● Text section
####################

Apr 26 2011

All 5 Eggs Have Hatched at Pitt

Published by at 10:28 am under Peregrines

All of Dorothy and E2's eggs have hatched, as you can see by carefully counting heads in this picture.

(photo from the National Aviary's falconcam at the Cathedral of Learning)

17 responses so far

17 Responses to “All 5 Eggs Have Hatched at Pitt”

  1. Nancy Weixelon 26 Apr 2011 at 10:36 am

    What an Easter blessing! Expecting Dori to be having her babies any minute? How long will the Harrisburg falcons continue to sit on the eggs that don’t seem to be viable?

  2. Kate St. Johnon 26 Apr 2011 at 10:45 am

    Dori’s eggs should hatch soon.
    Harrisburg’s remaining eggs probably won’t hatch. She will move them out of the way in the days ahead.

  3. Jennieon 26 Apr 2011 at 10:59 am

    So sad about Harrisburg, but what wonderful news for Dorothy and E2! Thanks, Kate.

  4. Donnaon 26 Apr 2011 at 11:05 am

    Good job Dorothy and E2!

  5. Kathyon 26 Apr 2011 at 11:41 am

    Sweet little babies!

####################

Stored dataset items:

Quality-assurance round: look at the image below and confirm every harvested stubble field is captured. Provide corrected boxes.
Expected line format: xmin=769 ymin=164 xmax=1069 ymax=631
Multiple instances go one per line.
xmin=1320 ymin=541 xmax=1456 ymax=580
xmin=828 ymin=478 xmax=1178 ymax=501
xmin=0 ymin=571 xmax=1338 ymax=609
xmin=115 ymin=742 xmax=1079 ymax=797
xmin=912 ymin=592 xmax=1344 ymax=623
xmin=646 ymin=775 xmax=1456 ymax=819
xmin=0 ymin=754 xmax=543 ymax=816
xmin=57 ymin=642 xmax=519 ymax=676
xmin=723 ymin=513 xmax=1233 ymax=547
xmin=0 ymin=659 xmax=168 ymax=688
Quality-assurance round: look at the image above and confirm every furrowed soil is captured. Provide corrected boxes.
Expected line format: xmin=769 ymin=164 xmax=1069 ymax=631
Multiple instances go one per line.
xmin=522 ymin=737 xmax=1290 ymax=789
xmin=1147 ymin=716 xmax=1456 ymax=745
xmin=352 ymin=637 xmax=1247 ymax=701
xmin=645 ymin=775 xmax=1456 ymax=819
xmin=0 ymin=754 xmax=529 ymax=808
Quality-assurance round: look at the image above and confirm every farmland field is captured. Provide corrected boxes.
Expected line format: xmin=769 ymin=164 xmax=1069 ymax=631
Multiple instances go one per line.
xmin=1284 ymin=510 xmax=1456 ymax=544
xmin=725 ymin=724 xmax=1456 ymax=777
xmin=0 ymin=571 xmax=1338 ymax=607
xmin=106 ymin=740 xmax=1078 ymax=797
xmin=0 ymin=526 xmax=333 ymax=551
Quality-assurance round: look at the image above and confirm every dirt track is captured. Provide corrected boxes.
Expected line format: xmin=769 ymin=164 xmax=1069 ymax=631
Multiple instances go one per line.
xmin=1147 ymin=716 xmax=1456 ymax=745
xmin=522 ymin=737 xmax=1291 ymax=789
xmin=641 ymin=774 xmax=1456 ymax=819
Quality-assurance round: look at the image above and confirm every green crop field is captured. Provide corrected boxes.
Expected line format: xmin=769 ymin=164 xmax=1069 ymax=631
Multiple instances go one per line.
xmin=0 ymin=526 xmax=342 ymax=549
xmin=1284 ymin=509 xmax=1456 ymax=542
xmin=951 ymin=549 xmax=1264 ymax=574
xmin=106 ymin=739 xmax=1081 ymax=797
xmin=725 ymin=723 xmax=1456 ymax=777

####################

● Requirement
Write the next part of the peregrine falcon post about all five eggs hatching at Pitt, starting right after its last line.

● Result
    Did you see the google home page today? It is celebrating the 226th birthday of John Audubon. Nice…..

  6. Mary Ann Pikeon 26 Apr 2011 at 12:22 pm

    With the eggs hatching, it got me thinking about a bird physiology question….When do baby birds start breathing? and why don’t they need to breathe in the shell? With mammals, the mother’s blood provides oxygen through the placenta to the baby until the baby is born, when the baby needs to start breathing….I am completely ignorant of bird physiology, but I’m assuming that their blood works the same as ours, carrying oxygen to the cells in the body. If this is the case, how does that work while they are in the shell? Or does the shell pass oxygen through so that they actually can breathe in the shell?

  7. NDPeteron 26 Apr 2011 at 12:57 pm

    Excellent! So early June we’ll get to watch all these guys hopping all along the ledge. If I’m remembering times right. I flipped through the FAQ, maybe a “What the timeline of a young peregrine’s life?” could be added with approximate times from laying of the eggs to incubation to hatching to ledge walking to fledging to leaving the parents area. Lots of that is already in there, but it’s all separated out and has longer discussions of details. I hope they’re up and ledge walking by Memorial Day when my parents are coming to visit.

  8. Kathyon 26 Apr 2011 at 5:22 pm

    I have been watching Dori on and off all day today. That little pip is an out and out hole on that one egg.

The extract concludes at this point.